## Data supplied:

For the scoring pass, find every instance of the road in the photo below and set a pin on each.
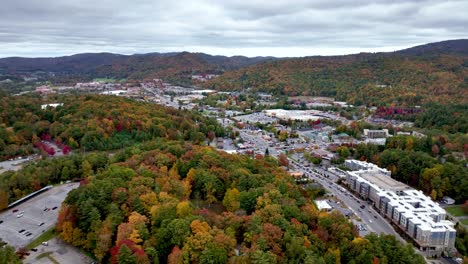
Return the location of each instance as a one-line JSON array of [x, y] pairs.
[[38, 214], [373, 220]]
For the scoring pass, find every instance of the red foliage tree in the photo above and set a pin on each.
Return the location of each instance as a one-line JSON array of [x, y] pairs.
[[136, 250]]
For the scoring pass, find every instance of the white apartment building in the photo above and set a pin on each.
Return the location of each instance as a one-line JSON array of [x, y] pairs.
[[413, 212]]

## The problem:
Copy every record above exactly, leaving out any pictures.

## Finished exercise:
For the scoring pass, find every instance of the road in the photo below and set a pin on each.
Return the location of each instance as a one-line JSON array of [x, y] pairs.
[[38, 214], [373, 220]]
For the scoring pass, find every instance of the red foliage tree in the photo above and set a pin on each.
Return the location of each instance as a one-line JSON array of [x, y] pairs.
[[136, 250]]
For the scoring pass, find every instance of the white apartment building in the photo above and set a pin on each.
Return the location of each instance as a one-line JSON array of [x, y] pairs.
[[413, 212]]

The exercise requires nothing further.